» **Prompt**
Look through the data below and extract, unchanged, the lines from the one that contains "Tag every instance of the man's nose" to the one that contains "Tag every instance of the purple", both included.

» **Data extracted from a collection**
##########

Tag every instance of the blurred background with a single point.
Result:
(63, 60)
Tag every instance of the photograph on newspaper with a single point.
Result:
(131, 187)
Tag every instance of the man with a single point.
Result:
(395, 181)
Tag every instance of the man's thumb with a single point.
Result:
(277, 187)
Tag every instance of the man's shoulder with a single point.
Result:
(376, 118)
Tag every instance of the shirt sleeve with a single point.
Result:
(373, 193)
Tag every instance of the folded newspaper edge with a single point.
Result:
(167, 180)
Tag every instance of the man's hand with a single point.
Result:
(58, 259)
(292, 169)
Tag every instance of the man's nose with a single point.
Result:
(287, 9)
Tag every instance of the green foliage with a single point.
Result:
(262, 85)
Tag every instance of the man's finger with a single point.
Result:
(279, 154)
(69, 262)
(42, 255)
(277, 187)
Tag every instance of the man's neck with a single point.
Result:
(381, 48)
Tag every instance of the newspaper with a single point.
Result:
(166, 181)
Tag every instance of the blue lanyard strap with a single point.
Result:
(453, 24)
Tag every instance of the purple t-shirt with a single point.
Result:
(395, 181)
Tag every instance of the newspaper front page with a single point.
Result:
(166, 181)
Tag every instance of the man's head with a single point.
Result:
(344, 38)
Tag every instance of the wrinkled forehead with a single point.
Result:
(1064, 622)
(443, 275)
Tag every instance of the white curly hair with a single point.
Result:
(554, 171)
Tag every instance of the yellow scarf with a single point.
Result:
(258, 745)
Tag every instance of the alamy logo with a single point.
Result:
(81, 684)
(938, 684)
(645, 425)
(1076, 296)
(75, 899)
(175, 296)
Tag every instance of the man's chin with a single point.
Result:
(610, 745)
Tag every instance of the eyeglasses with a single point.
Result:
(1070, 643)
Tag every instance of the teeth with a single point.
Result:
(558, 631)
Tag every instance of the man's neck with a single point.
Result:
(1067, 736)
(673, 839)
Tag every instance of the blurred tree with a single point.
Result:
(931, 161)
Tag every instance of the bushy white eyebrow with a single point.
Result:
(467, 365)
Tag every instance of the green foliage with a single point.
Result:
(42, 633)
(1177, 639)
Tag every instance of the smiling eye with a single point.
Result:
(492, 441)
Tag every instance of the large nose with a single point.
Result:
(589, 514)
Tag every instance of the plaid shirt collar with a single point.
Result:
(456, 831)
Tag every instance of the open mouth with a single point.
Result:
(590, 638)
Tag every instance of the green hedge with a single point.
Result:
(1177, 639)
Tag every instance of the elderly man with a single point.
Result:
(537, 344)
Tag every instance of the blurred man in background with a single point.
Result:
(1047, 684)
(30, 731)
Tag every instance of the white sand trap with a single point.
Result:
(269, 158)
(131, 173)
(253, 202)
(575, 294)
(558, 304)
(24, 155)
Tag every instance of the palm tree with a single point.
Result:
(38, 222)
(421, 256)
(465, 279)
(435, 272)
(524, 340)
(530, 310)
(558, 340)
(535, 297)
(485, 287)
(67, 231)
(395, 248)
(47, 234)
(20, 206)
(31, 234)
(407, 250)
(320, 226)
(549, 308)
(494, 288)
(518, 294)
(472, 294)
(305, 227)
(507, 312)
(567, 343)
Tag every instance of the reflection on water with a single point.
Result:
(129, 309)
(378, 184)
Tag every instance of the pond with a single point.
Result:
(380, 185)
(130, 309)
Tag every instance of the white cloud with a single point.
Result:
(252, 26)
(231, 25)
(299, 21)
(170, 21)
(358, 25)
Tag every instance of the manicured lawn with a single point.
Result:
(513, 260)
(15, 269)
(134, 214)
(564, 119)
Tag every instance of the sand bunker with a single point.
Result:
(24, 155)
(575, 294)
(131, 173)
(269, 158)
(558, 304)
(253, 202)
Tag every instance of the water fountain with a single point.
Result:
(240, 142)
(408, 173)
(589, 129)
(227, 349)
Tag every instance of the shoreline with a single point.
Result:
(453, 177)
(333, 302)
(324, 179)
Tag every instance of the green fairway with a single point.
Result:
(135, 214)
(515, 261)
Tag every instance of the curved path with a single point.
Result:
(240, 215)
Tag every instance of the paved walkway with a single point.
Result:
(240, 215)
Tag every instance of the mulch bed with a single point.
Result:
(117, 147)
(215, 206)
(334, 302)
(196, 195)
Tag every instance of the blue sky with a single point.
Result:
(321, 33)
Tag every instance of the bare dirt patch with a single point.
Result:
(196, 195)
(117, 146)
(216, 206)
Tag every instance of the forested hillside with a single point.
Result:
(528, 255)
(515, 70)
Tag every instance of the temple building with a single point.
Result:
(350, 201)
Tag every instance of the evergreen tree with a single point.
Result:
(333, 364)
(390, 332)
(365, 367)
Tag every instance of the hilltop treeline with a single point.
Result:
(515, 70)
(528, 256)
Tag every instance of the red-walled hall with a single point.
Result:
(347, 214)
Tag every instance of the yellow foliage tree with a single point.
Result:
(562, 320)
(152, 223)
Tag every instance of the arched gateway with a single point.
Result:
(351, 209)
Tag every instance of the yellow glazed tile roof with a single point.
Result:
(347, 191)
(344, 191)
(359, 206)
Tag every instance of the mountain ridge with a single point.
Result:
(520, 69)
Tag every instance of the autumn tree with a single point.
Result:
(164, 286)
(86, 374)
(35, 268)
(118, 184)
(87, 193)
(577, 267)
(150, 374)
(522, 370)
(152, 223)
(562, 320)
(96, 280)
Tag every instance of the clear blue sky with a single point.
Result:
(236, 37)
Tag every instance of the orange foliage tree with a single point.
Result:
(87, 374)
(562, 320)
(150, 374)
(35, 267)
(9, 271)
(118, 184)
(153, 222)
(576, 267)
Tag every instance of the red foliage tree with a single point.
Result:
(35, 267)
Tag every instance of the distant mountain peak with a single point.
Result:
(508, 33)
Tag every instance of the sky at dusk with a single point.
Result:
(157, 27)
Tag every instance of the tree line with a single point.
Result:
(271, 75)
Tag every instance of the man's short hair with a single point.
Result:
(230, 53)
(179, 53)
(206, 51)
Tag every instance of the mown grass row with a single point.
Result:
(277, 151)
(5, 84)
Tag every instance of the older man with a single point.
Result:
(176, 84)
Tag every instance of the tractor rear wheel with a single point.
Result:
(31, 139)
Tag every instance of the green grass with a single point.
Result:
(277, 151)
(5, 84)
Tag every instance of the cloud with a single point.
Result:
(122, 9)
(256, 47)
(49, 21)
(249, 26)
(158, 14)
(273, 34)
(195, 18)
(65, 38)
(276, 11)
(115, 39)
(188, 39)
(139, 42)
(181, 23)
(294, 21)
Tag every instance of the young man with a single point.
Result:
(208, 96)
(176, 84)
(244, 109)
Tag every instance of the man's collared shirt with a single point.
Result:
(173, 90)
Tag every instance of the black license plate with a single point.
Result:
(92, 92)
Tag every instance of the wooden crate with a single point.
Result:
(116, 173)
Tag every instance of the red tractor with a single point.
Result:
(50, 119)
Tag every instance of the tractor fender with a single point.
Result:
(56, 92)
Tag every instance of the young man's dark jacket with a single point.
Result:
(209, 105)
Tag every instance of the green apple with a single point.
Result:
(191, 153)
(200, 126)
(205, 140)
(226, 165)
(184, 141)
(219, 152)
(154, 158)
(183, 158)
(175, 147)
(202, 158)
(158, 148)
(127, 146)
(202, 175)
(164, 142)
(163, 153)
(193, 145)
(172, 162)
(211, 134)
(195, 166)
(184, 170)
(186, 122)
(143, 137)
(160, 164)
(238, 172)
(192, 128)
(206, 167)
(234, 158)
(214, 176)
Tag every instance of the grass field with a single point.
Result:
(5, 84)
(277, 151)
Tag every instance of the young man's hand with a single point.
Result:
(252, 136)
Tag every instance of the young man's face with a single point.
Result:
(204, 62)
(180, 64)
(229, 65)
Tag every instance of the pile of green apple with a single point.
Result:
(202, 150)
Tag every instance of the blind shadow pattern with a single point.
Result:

##########

» **Finished exercise**
Tag every instance of the man's nose with a single point.
Result:
(287, 9)
Tag every instance of the green foliage with a single point.
Result:
(262, 85)
Tag every instance of the man's finger with a single point.
Result:
(279, 154)
(69, 262)
(42, 255)
(277, 187)
Tag every instance of the man's neck with a single point.
Result:
(381, 48)
Tag every instance of the newspaper with a single point.
Result:
(166, 181)
Tag every instance of the blue lanyard strap with a single point.
Result:
(453, 24)
Tag every instance of the purple t-shirt with a single point.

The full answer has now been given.